### PASSAGE SHOWN
"""
Test Matrix
The complete grid of sandbox scenarios. Every row links to a full template.md-shaped scenario page with steps, expected outcome, and run records.
The grid
| # | test-id | Stage | IDE | Language | Fixture | Status |
|---|---|---|---|---|---|---|
| 01 | install-cursor-node | install | Cursor | Node 20 + TS | sandbox-node-ts | ⏳ |
| 02 | install-claude-python | install | Claude Code | Python 3.12 | sandbox-python | ⏳ |
| 03 | install-codex-go | install | Codex CLI | Go 1.22 | sandbox-go | ⏳ |
| 04 | install-aider-rust | install | Aider | Rust 1.78 | sandbox-rust | ⏳ |
| 05 | boot-cursor-node | boot (first demand) | Cursor | Node 20 + TS | sandbox-node-ts (after 01) | ⏳ |
| 06 | boot-claude-python | boot (first demand) | Claude Code | Python 3.12 | sandbox-python (after 02) | ⏳ |
| 07 | update-cursor-node | update (v0.1.0 → v0.1.1) | Cursor | Node 20 + TS | sandbox-node-ts (after 01) | ⏳ |
| 08 | update-cli-without-cli | update with --without=cli | Cursor | Node 20 + TS | sandbox-node-ts (after 01) | ⏳ |
| 09 | sync-clean | sync (no drift expected) | Cursor | Node 20 + TS | sandbox-node-ts (after 01) | ⏳ |
| 10 | sync-modified | sync (drift detected) | Cursor | Node 20 + TS | sandbox-node-ts (after 01, hand-edit injected) | ⏳ |
| 11 | uninstall-preserve | uninstall (preserve ledgers) | Claude Code | Python 3.12 | sandbox-python (after 02) | ⏳ |
| 12 | uninstall-archive | uninstall (archive ledgers) | Cursor | Node 20 + TS | sandbox-node-ts (after 01) | ⏳ |
Status legend: ✅ passing · ❌ failing · ⏳ pending. Status is updated per release: each scenario must pass against the candidate manifest version before the framework is tagged.
"""
### SOURCE INFORMATION
"""
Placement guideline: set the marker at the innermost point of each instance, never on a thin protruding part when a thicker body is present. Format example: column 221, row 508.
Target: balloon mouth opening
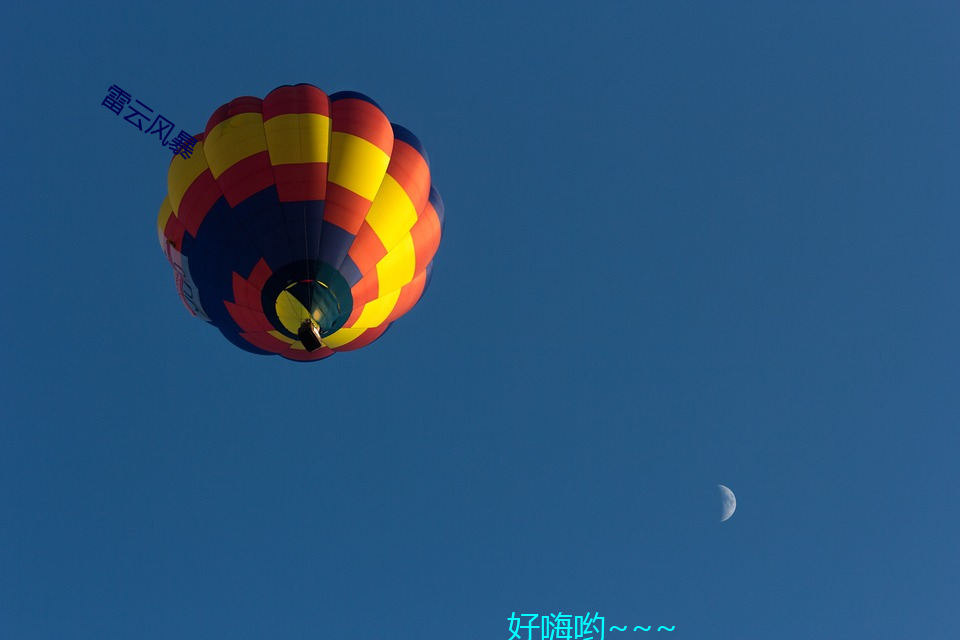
column 309, row 335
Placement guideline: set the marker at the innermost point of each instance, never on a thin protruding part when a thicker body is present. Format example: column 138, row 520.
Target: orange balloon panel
column 302, row 224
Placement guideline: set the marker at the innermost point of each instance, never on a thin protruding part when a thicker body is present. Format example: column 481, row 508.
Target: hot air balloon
column 302, row 224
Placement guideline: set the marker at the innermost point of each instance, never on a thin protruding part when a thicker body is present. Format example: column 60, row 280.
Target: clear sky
column 686, row 243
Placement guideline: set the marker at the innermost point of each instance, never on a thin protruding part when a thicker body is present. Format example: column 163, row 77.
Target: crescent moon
column 728, row 502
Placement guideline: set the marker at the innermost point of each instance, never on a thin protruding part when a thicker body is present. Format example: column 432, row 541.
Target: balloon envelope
column 301, row 210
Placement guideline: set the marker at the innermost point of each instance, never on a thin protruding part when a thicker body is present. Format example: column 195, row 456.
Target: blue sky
column 686, row 243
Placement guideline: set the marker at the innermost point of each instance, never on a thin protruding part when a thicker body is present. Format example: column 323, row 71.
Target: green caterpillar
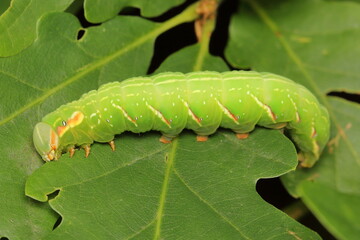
column 201, row 101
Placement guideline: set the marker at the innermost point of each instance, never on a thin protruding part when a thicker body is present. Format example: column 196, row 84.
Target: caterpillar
column 201, row 101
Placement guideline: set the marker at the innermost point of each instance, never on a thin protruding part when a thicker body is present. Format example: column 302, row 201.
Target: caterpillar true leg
column 87, row 150
column 72, row 151
column 200, row 138
column 242, row 135
column 198, row 101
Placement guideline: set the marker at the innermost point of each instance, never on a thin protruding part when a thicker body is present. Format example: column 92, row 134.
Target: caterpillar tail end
column 72, row 151
column 201, row 138
column 112, row 145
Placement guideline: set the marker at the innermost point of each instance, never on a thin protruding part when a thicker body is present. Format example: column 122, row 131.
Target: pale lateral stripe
column 227, row 112
column 158, row 114
column 204, row 79
column 125, row 114
column 265, row 107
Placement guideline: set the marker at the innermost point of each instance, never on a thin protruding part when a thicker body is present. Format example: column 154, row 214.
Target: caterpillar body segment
column 200, row 101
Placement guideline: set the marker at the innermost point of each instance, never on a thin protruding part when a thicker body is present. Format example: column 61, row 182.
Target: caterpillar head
column 46, row 141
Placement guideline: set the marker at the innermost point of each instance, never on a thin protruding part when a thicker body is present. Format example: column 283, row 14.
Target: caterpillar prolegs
column 201, row 101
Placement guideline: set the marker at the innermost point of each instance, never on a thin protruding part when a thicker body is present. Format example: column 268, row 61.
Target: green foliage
column 189, row 190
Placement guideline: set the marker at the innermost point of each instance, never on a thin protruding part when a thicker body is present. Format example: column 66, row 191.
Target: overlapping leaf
column 96, row 11
column 56, row 69
column 314, row 43
column 144, row 189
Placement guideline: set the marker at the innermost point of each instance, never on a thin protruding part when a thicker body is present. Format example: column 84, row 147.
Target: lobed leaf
column 311, row 42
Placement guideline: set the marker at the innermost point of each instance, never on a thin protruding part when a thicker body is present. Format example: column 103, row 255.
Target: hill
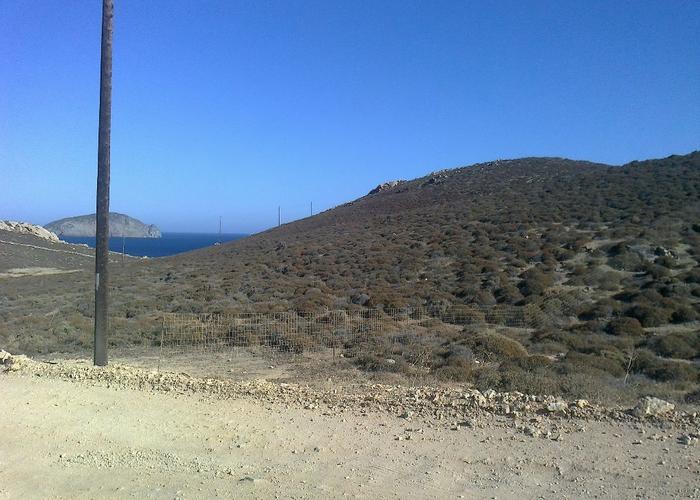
column 119, row 225
column 608, row 255
column 508, row 232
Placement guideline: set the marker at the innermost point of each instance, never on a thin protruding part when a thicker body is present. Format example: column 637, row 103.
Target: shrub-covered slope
column 501, row 232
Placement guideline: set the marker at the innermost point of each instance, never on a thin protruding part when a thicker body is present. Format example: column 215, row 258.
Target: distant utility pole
column 103, row 148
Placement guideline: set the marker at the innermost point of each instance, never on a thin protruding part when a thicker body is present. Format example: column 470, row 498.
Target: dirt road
column 64, row 439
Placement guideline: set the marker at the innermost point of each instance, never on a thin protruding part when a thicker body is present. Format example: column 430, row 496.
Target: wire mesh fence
column 297, row 332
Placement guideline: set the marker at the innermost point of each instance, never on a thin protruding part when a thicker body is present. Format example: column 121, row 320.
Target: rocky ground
column 74, row 431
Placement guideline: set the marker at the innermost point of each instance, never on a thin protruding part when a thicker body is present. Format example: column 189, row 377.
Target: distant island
column 119, row 225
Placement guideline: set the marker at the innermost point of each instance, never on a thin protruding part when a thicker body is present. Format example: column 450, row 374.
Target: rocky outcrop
column 385, row 186
column 26, row 228
column 119, row 225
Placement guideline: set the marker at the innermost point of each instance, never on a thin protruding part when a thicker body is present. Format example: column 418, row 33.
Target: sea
column 168, row 244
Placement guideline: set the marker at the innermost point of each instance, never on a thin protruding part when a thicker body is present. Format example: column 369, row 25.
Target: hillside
column 501, row 232
column 607, row 255
column 119, row 225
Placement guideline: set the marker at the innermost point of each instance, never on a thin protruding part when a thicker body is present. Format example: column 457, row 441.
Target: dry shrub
column 677, row 345
column 491, row 346
column 625, row 327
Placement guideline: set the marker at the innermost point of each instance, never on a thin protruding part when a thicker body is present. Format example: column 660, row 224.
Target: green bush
column 625, row 327
column 534, row 282
column 677, row 345
column 684, row 313
column 586, row 362
column 664, row 370
column 650, row 316
column 491, row 346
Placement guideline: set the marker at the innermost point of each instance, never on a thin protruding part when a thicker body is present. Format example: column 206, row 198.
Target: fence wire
column 335, row 330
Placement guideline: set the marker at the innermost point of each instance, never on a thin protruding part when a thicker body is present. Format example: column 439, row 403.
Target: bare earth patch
column 74, row 431
column 19, row 272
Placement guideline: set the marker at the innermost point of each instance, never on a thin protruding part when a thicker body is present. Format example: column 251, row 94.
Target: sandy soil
column 67, row 439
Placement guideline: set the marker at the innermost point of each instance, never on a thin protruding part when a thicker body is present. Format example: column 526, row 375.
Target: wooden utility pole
column 103, row 150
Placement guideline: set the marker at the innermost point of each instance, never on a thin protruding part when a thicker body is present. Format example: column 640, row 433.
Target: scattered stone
column 652, row 407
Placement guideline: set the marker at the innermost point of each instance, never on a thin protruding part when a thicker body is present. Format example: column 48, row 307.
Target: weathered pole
column 103, row 149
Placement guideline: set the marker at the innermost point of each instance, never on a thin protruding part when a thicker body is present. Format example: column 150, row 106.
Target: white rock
column 652, row 407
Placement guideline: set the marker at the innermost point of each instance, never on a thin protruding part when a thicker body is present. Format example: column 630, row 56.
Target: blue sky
column 232, row 108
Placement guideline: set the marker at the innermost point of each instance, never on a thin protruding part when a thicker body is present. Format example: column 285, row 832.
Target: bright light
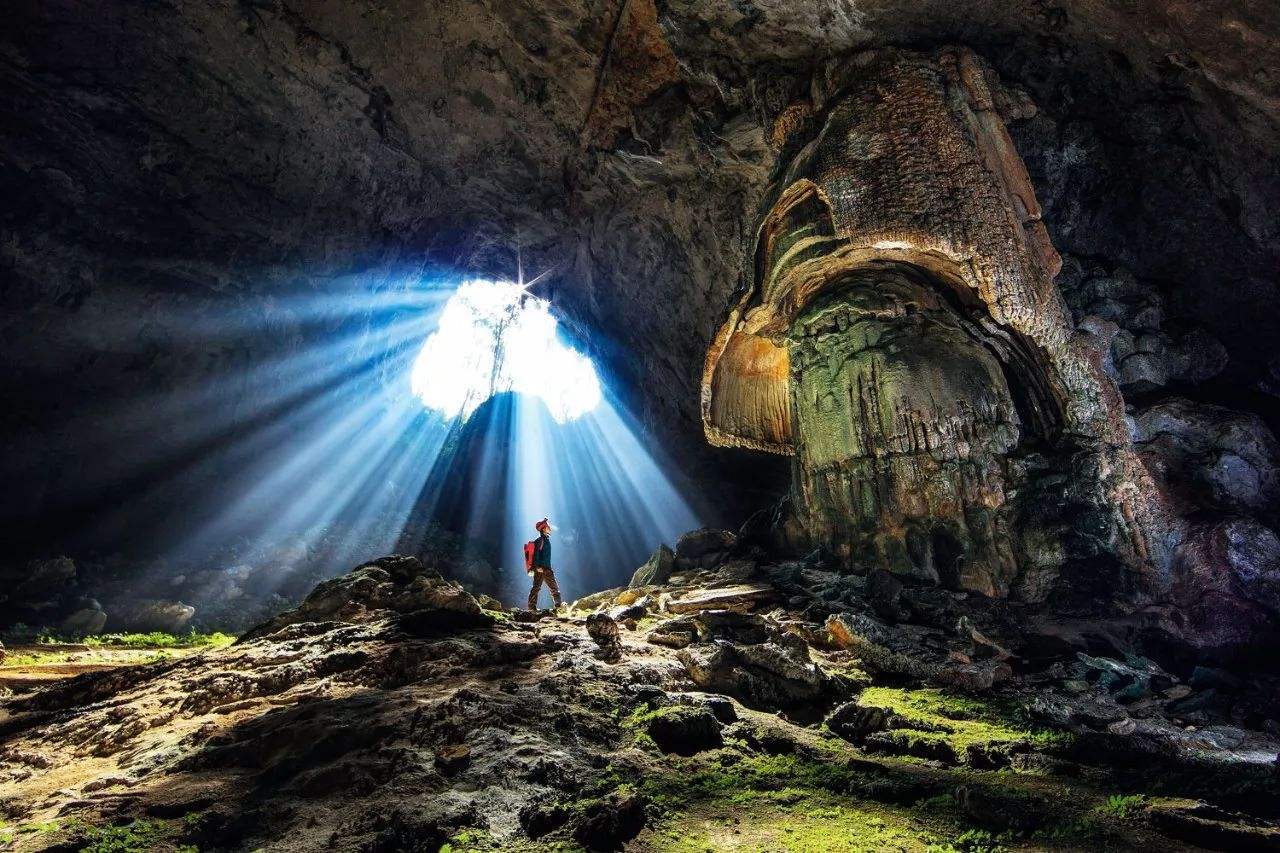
column 496, row 337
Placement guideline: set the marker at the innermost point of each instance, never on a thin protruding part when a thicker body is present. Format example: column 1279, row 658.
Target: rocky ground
column 720, row 702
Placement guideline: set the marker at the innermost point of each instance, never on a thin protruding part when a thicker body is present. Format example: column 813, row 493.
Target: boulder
column 704, row 542
column 1210, row 456
column 885, row 594
column 675, row 633
column 421, row 601
column 86, row 620
column 657, row 570
column 872, row 642
column 603, row 630
column 1212, row 828
column 767, row 675
column 684, row 730
column 854, row 721
column 152, row 615
column 740, row 597
column 1226, row 585
column 731, row 625
column 636, row 609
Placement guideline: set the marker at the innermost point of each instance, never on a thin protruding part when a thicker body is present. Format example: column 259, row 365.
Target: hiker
column 539, row 564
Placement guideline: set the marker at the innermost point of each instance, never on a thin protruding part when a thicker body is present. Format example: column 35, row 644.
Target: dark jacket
column 543, row 552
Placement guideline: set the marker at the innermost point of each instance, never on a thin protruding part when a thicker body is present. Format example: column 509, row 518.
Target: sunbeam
column 421, row 414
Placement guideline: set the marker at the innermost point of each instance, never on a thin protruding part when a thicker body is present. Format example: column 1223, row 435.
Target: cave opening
column 496, row 337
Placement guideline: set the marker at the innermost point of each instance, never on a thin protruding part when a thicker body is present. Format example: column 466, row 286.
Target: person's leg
column 552, row 585
column 533, row 593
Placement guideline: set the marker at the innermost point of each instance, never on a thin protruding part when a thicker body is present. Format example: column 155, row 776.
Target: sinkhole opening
column 494, row 337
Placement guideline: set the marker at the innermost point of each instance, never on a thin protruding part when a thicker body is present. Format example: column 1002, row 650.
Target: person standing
column 542, row 570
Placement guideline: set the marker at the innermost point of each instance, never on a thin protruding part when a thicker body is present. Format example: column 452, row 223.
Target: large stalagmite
column 903, row 337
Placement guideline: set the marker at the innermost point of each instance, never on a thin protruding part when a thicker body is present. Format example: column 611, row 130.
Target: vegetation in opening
column 958, row 720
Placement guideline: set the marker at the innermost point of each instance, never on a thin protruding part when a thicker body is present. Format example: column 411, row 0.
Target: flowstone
column 901, row 337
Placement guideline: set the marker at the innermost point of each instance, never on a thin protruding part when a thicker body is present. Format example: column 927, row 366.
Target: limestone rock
column 657, row 570
column 1211, row 456
column 394, row 585
column 854, row 721
column 768, row 675
column 675, row 633
column 86, row 620
column 684, row 730
column 741, row 597
column 150, row 615
column 603, row 630
column 704, row 542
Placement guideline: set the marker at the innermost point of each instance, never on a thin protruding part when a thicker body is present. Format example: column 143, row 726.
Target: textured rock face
column 905, row 419
column 901, row 334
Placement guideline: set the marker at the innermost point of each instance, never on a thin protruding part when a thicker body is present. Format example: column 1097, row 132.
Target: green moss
column 959, row 721
column 469, row 840
column 138, row 836
column 973, row 840
column 1121, row 806
column 150, row 639
column 791, row 820
column 160, row 639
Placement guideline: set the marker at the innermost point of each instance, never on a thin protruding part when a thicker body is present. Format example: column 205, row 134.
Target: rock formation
column 392, row 712
column 901, row 336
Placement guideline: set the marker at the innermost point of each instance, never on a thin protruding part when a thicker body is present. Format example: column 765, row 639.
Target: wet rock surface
column 391, row 712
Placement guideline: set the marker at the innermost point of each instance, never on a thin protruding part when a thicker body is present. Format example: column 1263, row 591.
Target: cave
column 880, row 400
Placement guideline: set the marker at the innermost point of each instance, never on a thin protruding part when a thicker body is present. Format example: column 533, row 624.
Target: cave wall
column 163, row 163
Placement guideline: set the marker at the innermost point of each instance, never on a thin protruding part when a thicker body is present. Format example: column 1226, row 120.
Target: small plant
column 1121, row 806
column 973, row 840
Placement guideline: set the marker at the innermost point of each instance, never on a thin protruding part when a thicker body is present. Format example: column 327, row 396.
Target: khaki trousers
column 542, row 574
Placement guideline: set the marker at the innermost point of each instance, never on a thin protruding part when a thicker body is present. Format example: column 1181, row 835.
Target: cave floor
column 419, row 730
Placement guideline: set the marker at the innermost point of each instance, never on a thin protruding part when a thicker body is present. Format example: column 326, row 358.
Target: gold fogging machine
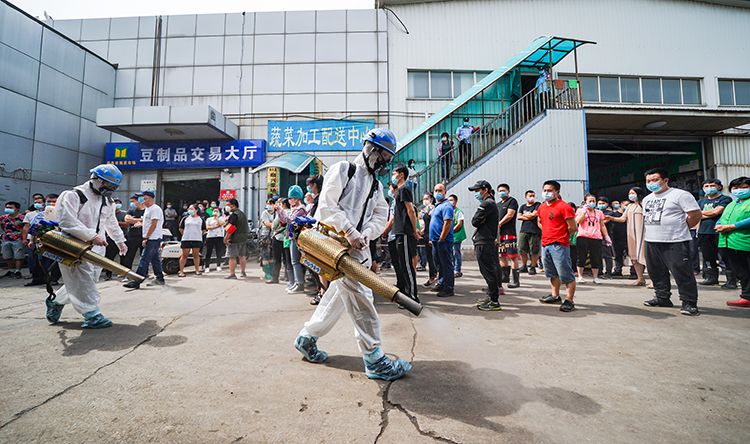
column 326, row 252
column 70, row 251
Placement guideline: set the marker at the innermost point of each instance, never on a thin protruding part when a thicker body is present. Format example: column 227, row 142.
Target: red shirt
column 552, row 217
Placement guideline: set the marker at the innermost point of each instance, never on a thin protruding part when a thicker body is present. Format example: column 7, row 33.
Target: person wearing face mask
column 529, row 239
column 591, row 232
column 734, row 237
column 445, row 153
column 632, row 217
column 12, row 239
column 712, row 206
column 669, row 213
column 558, row 223
column 353, row 202
column 87, row 213
column 170, row 221
column 485, row 221
column 134, row 235
column 37, row 275
column 112, row 250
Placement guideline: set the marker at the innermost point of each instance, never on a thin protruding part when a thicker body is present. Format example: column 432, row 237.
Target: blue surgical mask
column 739, row 193
column 653, row 186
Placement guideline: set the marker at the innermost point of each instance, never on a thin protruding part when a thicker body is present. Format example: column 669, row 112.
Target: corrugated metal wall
column 553, row 148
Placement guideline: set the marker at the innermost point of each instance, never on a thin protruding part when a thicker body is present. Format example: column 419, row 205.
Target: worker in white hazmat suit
column 86, row 213
column 352, row 202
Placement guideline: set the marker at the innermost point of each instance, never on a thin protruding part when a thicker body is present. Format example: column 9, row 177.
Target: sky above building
column 70, row 9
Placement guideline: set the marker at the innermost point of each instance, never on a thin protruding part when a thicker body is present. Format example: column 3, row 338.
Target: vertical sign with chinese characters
column 187, row 154
column 272, row 181
column 317, row 135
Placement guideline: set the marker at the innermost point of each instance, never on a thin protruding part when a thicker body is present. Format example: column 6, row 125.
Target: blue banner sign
column 187, row 154
column 317, row 135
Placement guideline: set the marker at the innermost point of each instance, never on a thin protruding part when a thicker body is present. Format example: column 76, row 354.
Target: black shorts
column 191, row 244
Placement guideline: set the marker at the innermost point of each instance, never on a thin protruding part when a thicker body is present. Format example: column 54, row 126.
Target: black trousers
column 134, row 246
column 489, row 267
column 663, row 258
column 739, row 261
column 406, row 276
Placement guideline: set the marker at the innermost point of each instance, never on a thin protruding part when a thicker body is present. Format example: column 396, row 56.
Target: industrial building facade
column 667, row 82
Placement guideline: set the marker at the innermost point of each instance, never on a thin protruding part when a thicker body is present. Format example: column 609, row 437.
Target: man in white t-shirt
column 668, row 214
column 153, row 219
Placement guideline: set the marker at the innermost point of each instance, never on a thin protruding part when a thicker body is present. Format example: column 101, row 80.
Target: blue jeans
column 457, row 257
column 299, row 271
column 557, row 263
column 150, row 256
column 443, row 254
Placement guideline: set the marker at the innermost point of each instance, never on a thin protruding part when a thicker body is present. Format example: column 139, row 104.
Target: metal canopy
column 544, row 51
column 294, row 162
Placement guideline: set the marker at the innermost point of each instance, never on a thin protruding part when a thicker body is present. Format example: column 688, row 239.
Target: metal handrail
column 495, row 132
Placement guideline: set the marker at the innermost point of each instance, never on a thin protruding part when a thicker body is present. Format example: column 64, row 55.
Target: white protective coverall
column 340, row 205
column 80, row 221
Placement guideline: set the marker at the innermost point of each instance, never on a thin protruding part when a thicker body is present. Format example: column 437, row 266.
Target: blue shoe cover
column 95, row 319
column 379, row 366
column 309, row 349
column 54, row 310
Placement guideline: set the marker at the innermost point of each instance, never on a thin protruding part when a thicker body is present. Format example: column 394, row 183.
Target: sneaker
column 54, row 310
column 490, row 306
column 549, row 299
column 296, row 289
column 689, row 309
column 386, row 368
column 741, row 302
column 97, row 320
column 656, row 302
column 567, row 306
column 307, row 345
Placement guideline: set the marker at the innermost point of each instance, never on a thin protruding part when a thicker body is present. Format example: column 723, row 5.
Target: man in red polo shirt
column 557, row 220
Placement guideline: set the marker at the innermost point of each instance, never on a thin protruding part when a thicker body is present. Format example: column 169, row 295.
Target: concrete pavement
column 208, row 360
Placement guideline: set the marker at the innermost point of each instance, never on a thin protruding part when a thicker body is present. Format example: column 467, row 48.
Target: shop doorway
column 185, row 192
column 617, row 165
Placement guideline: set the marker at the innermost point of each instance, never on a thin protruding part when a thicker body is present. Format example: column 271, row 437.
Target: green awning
column 294, row 162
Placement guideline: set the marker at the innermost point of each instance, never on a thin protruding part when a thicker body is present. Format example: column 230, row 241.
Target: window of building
column 652, row 90
column 441, row 84
column 734, row 92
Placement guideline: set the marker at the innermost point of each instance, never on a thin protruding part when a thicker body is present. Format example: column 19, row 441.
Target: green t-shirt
column 738, row 239
column 459, row 235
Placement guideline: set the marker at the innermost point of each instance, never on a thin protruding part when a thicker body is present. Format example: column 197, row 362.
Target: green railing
column 494, row 133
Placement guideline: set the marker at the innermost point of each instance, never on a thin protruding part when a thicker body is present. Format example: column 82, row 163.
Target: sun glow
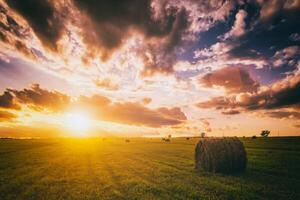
column 79, row 123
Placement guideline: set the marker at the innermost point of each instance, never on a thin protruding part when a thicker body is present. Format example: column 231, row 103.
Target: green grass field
column 142, row 169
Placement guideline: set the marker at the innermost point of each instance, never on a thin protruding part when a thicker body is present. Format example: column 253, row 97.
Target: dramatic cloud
column 6, row 116
column 284, row 114
column 273, row 8
column 238, row 29
column 132, row 113
column 42, row 18
column 106, row 84
column 285, row 56
column 41, row 99
column 282, row 94
column 7, row 101
column 232, row 79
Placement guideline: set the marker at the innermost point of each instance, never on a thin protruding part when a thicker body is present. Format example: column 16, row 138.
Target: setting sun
column 78, row 122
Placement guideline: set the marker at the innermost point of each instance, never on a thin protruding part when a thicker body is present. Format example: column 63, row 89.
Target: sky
column 149, row 68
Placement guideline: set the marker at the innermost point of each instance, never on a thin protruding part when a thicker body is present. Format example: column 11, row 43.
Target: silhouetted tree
column 265, row 133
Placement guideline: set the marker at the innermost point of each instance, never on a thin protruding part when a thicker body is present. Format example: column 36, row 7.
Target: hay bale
column 220, row 155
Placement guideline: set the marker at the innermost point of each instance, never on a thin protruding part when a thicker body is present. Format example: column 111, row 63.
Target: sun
column 78, row 122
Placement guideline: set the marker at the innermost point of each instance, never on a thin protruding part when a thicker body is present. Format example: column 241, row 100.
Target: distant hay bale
column 220, row 155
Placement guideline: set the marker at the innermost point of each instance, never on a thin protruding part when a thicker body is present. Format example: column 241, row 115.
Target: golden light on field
column 79, row 123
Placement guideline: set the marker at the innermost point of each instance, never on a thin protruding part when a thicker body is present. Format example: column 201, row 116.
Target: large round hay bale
column 221, row 155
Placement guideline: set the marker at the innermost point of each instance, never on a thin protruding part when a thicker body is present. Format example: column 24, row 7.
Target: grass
column 142, row 169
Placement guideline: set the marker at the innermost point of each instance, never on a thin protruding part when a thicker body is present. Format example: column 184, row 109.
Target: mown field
column 142, row 169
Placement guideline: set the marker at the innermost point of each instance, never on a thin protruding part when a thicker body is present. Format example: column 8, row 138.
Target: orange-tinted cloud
column 281, row 94
column 7, row 101
column 232, row 79
column 132, row 113
column 106, row 84
column 7, row 116
column 146, row 100
column 42, row 17
column 41, row 99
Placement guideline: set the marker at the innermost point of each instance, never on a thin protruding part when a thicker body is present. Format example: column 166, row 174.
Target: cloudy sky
column 149, row 67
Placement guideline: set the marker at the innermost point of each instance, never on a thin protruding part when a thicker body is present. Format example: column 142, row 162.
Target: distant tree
column 203, row 134
column 265, row 133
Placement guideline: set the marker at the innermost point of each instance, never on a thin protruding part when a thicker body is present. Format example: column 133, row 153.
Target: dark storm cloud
column 41, row 99
column 232, row 79
column 112, row 22
column 12, row 33
column 42, row 17
column 271, row 25
column 281, row 94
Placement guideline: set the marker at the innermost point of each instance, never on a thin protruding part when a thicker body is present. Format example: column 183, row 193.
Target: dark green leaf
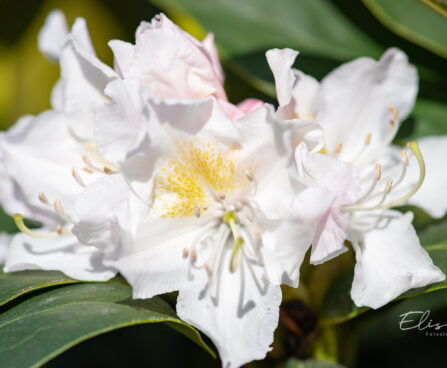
column 15, row 284
column 45, row 325
column 295, row 363
column 414, row 20
column 242, row 27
"""
### CHECK YOUR UNDERSTANDING
A: Set down the test matrix word for word from "Test Matrix" to "and run records.".
B: According to the test matrix, what must each scenario pass against before the framework is tagged?
C: Turn the test matrix paragraph beginning "Status legend:" into a short list that keeps its main facts.
Rely only on the test matrix for everything that follows.

### TASK-BY-TASK SOLUTIONS
A:
Test Matrix
The complete grid of sandbox scenarios. Every row links to a full template.md-shaped scenario page with steps, expected outcome, and run records.

B: The candidate manifest version.

C:
- ✅ means passing, ❌ means failing, and ⏳ means pending.
- Status is updated with each release.
- Before the framework is tagged, every scenario must pass against the candidate manifest version.